start Passage provided

Hull v. Louisiana Indem.
This text of 606 So. 2d 923 (Hull v. Louisiana Indem.) is published on Counsel Stack Legal Research, covering Louisiana Court of Appeal primary law. Counsel Stack provides free access to over 12 million legal documents including statutes, case law, regulations, and constitutions.
Opinion
Dianne Martin HULL, Plaintiff-Appellee,
v.
LOUISIANA INDEMNITY, et al., Defendants-Appellants.
Court of Appeal of Louisiana, Third Circuit.
Guglielmo, Lopez, Tuttle, Hunter & Jarrell, Gina B. Tuttle, Opelousas, for defendant-appellant.
Don Richard, Opelousas, for plaintiff-appellee.
Dauzat, Falgoust, Caviness, Bienvenu & Stipe, Jerry Falgoust, Opelousas, for defendant-appellee, Louisiana Indem.
Before GUIDRY and LABORDE, JJ., and SALOOM[*], J. Pro Tem.
*924 KALISTE J. SALOOM, Jr., Judge Pro Tem.
The question presented for review in this appeal concerns the relationship between three separate uninsured motorist providers.
Plaintiff, Dianne Martin Hull, is the surviving mother of Dana Denise Hull who was killed in an automobile accident on August 8, 1987. Dana Denise Hull was a guest passenger in a 1980 Ford pickup truck which was owned by Mardell Sibley and was driven by her brother, Mark Sibley, at the time of the accident. The vehicle was insured by Louisiana Indemnity Company which provided limits of $10,000.00 per person /$20,000.00 per accident and uninsured motorist limits of the same amount. Allstate Insurance Company provided coverage for Mark Sibley with liability limits of $25,000.00 per person/$50,000.00 per accident and uninsured motorist limits of the same amount.
Uninsured motorist coverage was provided for Dana Denise Hull under three separate policies. Fidelity and Guaranty Insurance Underwriters, Inc., provided coverage to the paternal grandfather of the deceased in the amount of $200,000.00. Associated Indemnity Corporation provided coverage to the aunt of the deceased. This policy had a $100,000.00 limit. Valley Forge provided coverage to the mother of the deceased with a $50,000.00 policy limit. Each policy was issued to a member of the Hull household and Dana was an omnibus insured under each policy.
Plaintiff filed a wrongful death action against the liability insurers and Fidelity and Guaranty. Fidelity and Guaranty filed a third party demand against Associated Indemnity and Valley Forge. Ultimately, a settlement was reached in which the liability insurers paid under their policies and were dismissed. Fidelity and Guaranty paid $144,333.33 under its uninsured motorist policy.
Fidelity and Guaranty proceeded with its third party claim for contribution or indemnity against Associated Indemnity and Valley Forge. Associated Indemnity and Valley Forge filed a motion for summary judgment and an exception of no cause of action which were denied by the trial court. Associated Indemnity applied for a writ of certiorari to the this court. Certiorari was denied citing no error of law and the case was remanded for trial. After argument on the merits, the trial court ordered Valley Forge and Associated Indemnity to pay their pro rata share of the $143,333.33 which Fidelity and Guaranty had paid. Valley Forge and Associated Indemnity appealed, but Associated Indemnity settled with Fidelity and Guaranty. The judgment of the trial court is now final as to Associated Indemnity. Valley Forge's appeal is still before us.

end Passage provided
start Excerpted records

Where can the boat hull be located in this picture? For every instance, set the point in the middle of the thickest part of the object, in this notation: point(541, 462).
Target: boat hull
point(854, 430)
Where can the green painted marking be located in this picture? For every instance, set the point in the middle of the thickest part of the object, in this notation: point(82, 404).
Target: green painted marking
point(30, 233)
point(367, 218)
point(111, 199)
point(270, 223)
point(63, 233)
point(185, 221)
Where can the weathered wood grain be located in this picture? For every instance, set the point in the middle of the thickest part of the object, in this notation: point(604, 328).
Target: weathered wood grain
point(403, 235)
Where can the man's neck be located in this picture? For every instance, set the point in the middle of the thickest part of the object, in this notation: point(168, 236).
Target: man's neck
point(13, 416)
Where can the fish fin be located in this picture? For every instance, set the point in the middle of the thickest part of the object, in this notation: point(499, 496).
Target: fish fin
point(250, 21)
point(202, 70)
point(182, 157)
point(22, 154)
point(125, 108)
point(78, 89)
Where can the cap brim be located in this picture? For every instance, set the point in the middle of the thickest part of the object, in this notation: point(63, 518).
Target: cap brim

end Excerpted records

**Directives**
(a) Answer these from the Hull v. Louisiana Indemnity opinion:
(i) What make and year was the pickup truck in which Dana Denise Hull was riding?
(ii) Which insurer provided coverage to the mother of the deceased, and with what policy limit?
(iii) Whose appeal is still before the court?
(b) Copy the stretch of the Hull v. Louisiana Indemnity opinion from "Guglielmo, Lopez, Tuttle, Hunter" through "J. Pro Tem.".
(c) Write the next part of the Hull v. Louisiana Indemnity opinion, picking up after its last sentence.
The records can be left aside; nothing here depends on them.

**Answers to each task**
(a)
(i) A 1980 Ford.
(ii) Valley Forge, with a $50,000.00 policy limit.
(iii) Valley Forge's.

(b)
Guglielmo, Lopez, Tuttle, Hunter & Jarrell, Gina B. Tuttle, Opelousas, for defendant-appellant.
Don Richard, Opelousas, for plaintiff-appellee.
Dauzat, Falgoust, Caviness, Bienvenu & Stipe, Jerry Falgoust, Opelousas, for defendant-appellee, Louisiana Indem.
Before GUIDRY and LABORDE, JJ., and SALOOM[*], J. Pro Tem.

(c)
The sole issue for consideration is the pro rata sharing of the obligation, among the various uninsured motorists carriers to pay an uninsured motorist's claim. Although there is obiter dictum in other cases which may serve as our guide, it appears that this issue is res nova in Louisiana.
It is quite clear that the plaintiff could have sued any of the three uninsured motorist carriers. However, under the provisions of the Louisiana Uninsured Motorist Statute, LSA-R.S. 22:1406(D)(1)(c), plaintiff could not stack uninsured motorist coverage. In the instant case plaintiff sued and eventually settled with Fidelity and Guaranty. Therefore, plaintiff has exercised her option under LSA-R.S. 1406(D)(1)(c). What is not clear and is presently before the court is whether the uninsured motorist carrier which is selected by a plaintiff under the anti-stacking provision can seek contribution or indemnity from other uninsured motorist carriers.
Appellants contend that there is no authority for the action of the trial court. Valley Forge's argument is that since plaintiff has made her selection under the anti-stacking provision and Valley Forge cannot be liable to the plaintiff, then they cannot be liable to Fidelity and Guaranty for contribution.
Fidelity and Guaranty argues that both the Associated Indemnity policy and the Valley Forge policy provided for pro rata *925 sharing of coverage in their "Other Insurance" clauses which state:
"If there is other applicable similar insurance we will pay only our share of the loss. Our share is the proportion that our limit of liability bears to the total of all applicable limits. However, any insurance we provide with respect to a vehicle you do not own shall be excess over any other collectible insurance."
Fidelity and Guaranty further contends that this is precisely the situation contemplated by the "Other Insurance" clause.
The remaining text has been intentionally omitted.